● WHAT THE TASK REQUIRES: The output should be the line containing "quick favor — mark where the thin" and every later line of the records, exactly as written, and nothing else.

● PROVIDED RECORDS:

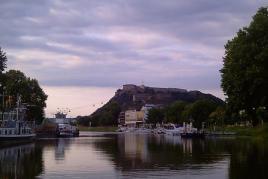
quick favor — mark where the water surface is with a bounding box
[0,132,268,179]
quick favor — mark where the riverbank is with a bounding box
[78,126,117,132]
[214,123,268,138]
[78,124,268,138]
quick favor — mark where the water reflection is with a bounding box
[94,134,230,173]
[0,134,268,178]
[53,138,72,160]
[0,143,43,179]
[229,139,268,179]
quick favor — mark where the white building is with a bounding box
[124,110,144,127]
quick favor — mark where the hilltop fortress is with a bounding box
[89,84,224,126]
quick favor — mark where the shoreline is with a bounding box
[79,124,268,138]
[78,126,118,132]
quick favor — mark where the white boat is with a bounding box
[46,111,79,137]
[58,123,79,137]
[163,123,184,135]
[0,96,36,140]
[152,127,165,134]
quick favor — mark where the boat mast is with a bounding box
[16,94,20,121]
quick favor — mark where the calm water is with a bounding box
[1,132,268,179]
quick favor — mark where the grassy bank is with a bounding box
[78,126,117,132]
[215,123,268,138]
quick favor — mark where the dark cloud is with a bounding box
[1,0,267,95]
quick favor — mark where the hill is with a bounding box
[87,84,224,126]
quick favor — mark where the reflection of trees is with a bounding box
[229,139,268,179]
[93,134,232,171]
[94,134,268,179]
[0,138,73,179]
[0,143,43,179]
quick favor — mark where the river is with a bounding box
[0,132,267,179]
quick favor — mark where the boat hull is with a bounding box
[0,134,36,141]
[181,133,205,138]
[57,131,79,137]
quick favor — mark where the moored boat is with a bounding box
[163,123,184,135]
[180,122,204,138]
[58,123,79,137]
[44,111,79,137]
[0,96,36,140]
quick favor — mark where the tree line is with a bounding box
[147,100,225,128]
[0,47,47,124]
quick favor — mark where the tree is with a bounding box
[0,47,7,74]
[147,108,164,124]
[256,107,268,123]
[0,47,7,110]
[164,101,187,123]
[220,7,268,126]
[4,70,47,124]
[90,102,121,126]
[208,106,225,127]
[182,100,218,128]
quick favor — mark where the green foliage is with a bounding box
[208,106,226,127]
[0,47,7,108]
[0,48,47,124]
[183,100,218,128]
[90,102,121,126]
[146,100,221,128]
[256,107,268,122]
[76,115,91,126]
[220,123,268,138]
[220,7,268,125]
[147,108,164,124]
[4,70,47,124]
[164,101,187,123]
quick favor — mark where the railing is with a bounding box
[0,127,33,135]
[0,128,16,135]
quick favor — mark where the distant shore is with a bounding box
[78,126,117,132]
[216,124,268,139]
[78,123,268,139]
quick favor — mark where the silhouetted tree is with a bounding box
[4,70,47,124]
[220,7,268,125]
[147,108,164,124]
[0,47,7,74]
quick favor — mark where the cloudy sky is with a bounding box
[0,0,267,117]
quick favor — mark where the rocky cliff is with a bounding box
[89,84,224,126]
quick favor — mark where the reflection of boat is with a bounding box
[0,143,42,179]
[117,127,151,133]
[0,143,35,161]
[180,123,204,138]
[181,132,205,138]
[117,126,131,132]
[0,96,36,140]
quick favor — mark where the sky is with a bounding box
[0,0,267,117]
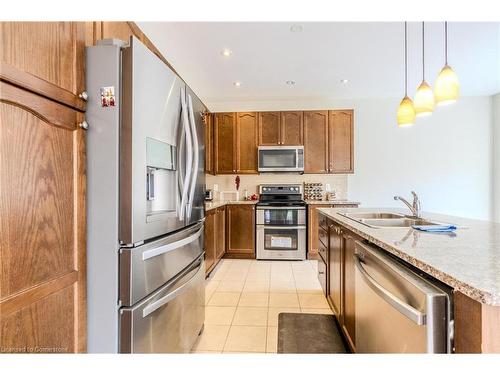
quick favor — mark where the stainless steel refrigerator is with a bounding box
[86,36,206,353]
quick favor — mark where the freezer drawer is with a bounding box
[120,222,204,306]
[354,241,451,353]
[119,256,205,353]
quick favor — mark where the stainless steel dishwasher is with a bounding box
[354,241,453,353]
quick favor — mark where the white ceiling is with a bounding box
[137,22,500,106]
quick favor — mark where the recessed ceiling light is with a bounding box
[233,81,242,87]
[221,48,233,57]
[340,79,349,84]
[290,24,303,33]
[286,80,296,85]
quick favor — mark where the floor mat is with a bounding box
[277,313,348,354]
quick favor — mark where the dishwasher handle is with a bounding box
[354,253,427,326]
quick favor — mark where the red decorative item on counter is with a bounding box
[235,175,240,191]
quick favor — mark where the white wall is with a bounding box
[208,96,493,220]
[493,93,500,222]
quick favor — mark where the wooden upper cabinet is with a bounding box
[204,113,214,174]
[236,112,258,174]
[226,205,256,257]
[258,112,281,145]
[304,111,329,173]
[214,113,236,174]
[0,82,86,352]
[0,22,86,111]
[329,110,354,173]
[281,111,303,145]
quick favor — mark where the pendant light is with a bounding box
[434,22,459,105]
[397,22,416,127]
[414,22,435,116]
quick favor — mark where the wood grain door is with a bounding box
[258,111,281,145]
[214,113,236,174]
[236,112,258,174]
[204,113,214,174]
[226,205,255,258]
[329,110,354,173]
[304,111,329,173]
[281,111,303,145]
[342,234,356,351]
[328,225,343,318]
[215,207,226,259]
[0,82,86,353]
[204,210,216,273]
[307,205,320,259]
[0,22,86,111]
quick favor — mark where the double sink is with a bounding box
[339,212,443,228]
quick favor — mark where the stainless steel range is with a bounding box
[256,184,307,260]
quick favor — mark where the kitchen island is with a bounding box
[317,207,500,354]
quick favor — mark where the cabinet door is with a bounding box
[307,205,320,259]
[204,210,216,273]
[236,112,258,174]
[281,111,303,145]
[204,113,214,174]
[342,234,356,350]
[329,110,354,173]
[0,22,86,111]
[226,205,255,257]
[304,111,329,173]
[215,207,226,259]
[214,113,236,174]
[258,111,281,145]
[328,224,343,317]
[0,82,86,352]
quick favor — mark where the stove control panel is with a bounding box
[259,184,302,195]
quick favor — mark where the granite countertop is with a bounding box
[306,199,361,205]
[317,207,500,306]
[205,200,258,211]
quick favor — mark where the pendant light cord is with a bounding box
[404,21,408,96]
[422,22,425,81]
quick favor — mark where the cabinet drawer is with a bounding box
[318,240,328,263]
[318,226,328,248]
[319,214,329,230]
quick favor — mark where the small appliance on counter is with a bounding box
[205,189,213,201]
[256,184,306,260]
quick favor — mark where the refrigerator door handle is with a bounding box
[186,94,199,221]
[141,258,204,318]
[178,87,193,221]
[354,253,427,325]
[141,225,203,261]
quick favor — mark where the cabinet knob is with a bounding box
[79,120,89,130]
[79,91,89,101]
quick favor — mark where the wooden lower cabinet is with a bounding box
[204,206,226,275]
[215,206,226,259]
[341,234,356,351]
[225,204,256,258]
[328,224,343,317]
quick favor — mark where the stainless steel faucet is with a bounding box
[394,191,421,218]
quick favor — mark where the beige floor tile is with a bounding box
[223,326,267,352]
[266,326,278,353]
[232,307,268,326]
[217,279,245,292]
[298,293,330,309]
[301,308,333,315]
[269,279,296,293]
[205,306,236,325]
[269,293,299,308]
[222,270,249,281]
[191,350,222,354]
[267,307,301,326]
[246,272,270,282]
[207,292,241,307]
[192,325,230,351]
[243,281,270,293]
[205,280,220,304]
[238,292,269,307]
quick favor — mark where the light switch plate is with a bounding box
[325,183,331,192]
[213,184,219,192]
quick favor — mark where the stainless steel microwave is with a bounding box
[258,146,304,173]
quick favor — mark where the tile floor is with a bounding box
[191,259,333,354]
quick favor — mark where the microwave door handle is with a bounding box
[354,254,426,325]
[142,258,203,317]
[179,87,192,221]
[186,94,199,221]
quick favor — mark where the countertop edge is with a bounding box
[318,208,500,307]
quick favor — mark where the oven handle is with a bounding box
[257,225,306,230]
[256,207,305,210]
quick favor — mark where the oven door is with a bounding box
[256,225,306,260]
[256,207,306,226]
[258,146,304,172]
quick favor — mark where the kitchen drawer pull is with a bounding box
[142,226,203,261]
[354,254,426,325]
[142,260,203,317]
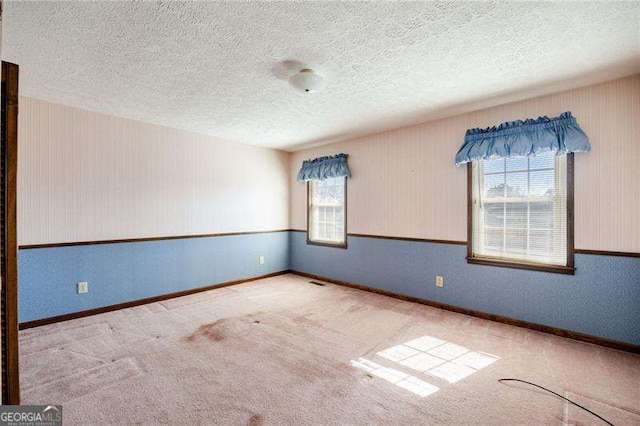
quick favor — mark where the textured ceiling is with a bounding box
[4,1,640,151]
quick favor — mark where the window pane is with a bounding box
[484,203,504,228]
[329,186,338,204]
[505,202,527,229]
[472,154,567,267]
[311,207,319,232]
[505,229,527,254]
[319,223,327,239]
[529,229,553,255]
[530,170,555,196]
[484,158,504,174]
[505,172,527,198]
[335,207,344,225]
[308,178,346,245]
[506,157,528,172]
[325,225,334,240]
[530,152,555,170]
[530,202,553,229]
[484,228,504,251]
[484,174,505,198]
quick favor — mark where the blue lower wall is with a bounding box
[19,229,640,346]
[290,231,640,346]
[19,231,289,323]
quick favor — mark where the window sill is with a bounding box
[466,256,575,275]
[307,239,348,249]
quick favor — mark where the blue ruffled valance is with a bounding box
[455,111,591,166]
[297,153,351,182]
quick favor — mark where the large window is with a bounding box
[468,152,574,274]
[307,177,347,248]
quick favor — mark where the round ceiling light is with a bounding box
[289,69,325,93]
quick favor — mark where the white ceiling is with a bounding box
[4,1,640,151]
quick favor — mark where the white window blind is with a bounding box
[308,177,346,245]
[471,152,568,266]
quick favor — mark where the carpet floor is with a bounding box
[20,273,640,425]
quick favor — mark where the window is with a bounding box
[468,152,574,274]
[307,177,347,248]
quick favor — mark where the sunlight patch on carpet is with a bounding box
[351,335,499,396]
[377,344,420,362]
[375,335,499,384]
[351,358,439,397]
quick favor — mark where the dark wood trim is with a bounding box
[345,177,348,247]
[306,177,348,249]
[23,229,639,258]
[1,61,20,405]
[348,234,467,246]
[466,256,575,275]
[465,155,576,274]
[306,181,311,244]
[19,270,290,330]
[290,270,640,355]
[293,229,640,257]
[566,153,575,268]
[293,228,468,246]
[306,240,348,249]
[466,162,473,259]
[575,249,640,258]
[19,229,290,250]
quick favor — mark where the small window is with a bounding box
[307,177,347,248]
[468,152,574,274]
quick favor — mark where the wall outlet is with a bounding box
[77,281,89,294]
[436,276,444,287]
[258,256,265,265]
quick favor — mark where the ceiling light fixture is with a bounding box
[289,69,325,93]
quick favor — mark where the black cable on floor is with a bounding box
[498,378,614,426]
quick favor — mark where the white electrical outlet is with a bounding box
[78,281,89,294]
[258,256,265,265]
[436,276,444,287]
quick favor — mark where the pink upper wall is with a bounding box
[18,98,290,245]
[290,75,640,253]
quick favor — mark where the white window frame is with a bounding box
[307,177,347,248]
[467,154,574,275]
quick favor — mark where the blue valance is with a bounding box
[455,111,591,166]
[297,153,351,182]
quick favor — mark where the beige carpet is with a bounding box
[20,274,640,425]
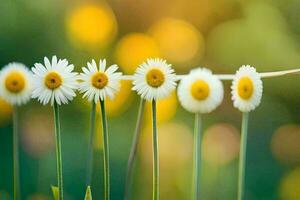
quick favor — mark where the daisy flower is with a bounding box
[132,58,177,101]
[178,68,224,114]
[78,59,122,103]
[31,56,78,105]
[231,65,263,112]
[0,63,33,105]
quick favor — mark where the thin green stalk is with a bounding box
[193,113,202,200]
[86,102,96,186]
[13,106,20,200]
[100,100,110,200]
[238,112,249,200]
[152,100,159,200]
[124,99,146,200]
[53,102,63,200]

● EXPECTED OUTPUT:
quick favor — mark where the thin green stalk is with a bounding box
[193,113,202,200]
[86,102,96,186]
[13,106,20,200]
[100,100,110,200]
[238,112,249,200]
[152,100,159,200]
[124,99,146,200]
[53,102,63,200]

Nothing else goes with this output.